#### REQUIRED WORK:
Reproduce each entry below verbatim.

::::::::

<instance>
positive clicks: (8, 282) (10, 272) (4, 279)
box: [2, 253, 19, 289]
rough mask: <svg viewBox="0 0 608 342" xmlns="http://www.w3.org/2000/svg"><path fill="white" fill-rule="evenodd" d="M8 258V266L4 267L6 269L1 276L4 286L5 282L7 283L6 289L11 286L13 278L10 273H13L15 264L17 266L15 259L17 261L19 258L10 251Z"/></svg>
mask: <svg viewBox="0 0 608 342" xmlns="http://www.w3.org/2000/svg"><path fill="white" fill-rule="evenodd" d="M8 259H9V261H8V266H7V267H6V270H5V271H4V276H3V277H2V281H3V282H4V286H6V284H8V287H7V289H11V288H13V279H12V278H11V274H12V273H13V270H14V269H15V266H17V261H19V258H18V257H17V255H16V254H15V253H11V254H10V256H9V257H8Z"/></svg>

::::::::

#### SOLUTION FOR THIS TASK:
<instance>
positive clicks: (8, 282) (10, 272) (4, 279)
box: [2, 253, 19, 289]
rough mask: <svg viewBox="0 0 608 342" xmlns="http://www.w3.org/2000/svg"><path fill="white" fill-rule="evenodd" d="M8 258V266L4 267L6 269L1 276L4 286L5 282L7 283L6 289L11 286L13 278L10 273H13L15 264L17 266L15 259L17 261L19 258L10 251Z"/></svg>
mask: <svg viewBox="0 0 608 342" xmlns="http://www.w3.org/2000/svg"><path fill="white" fill-rule="evenodd" d="M8 259H9V261H8V266H7V267H6V270H5V271H4V276H3V277H2V281H3V282H4V286H6V284H8V287H7V289H11V288H13V279H12V278H11V274H12V273H13V270H14V269H15V266H17V261H19V258H18V257H17V255H16V254H15V253H11V254H10V256H9V257H8Z"/></svg>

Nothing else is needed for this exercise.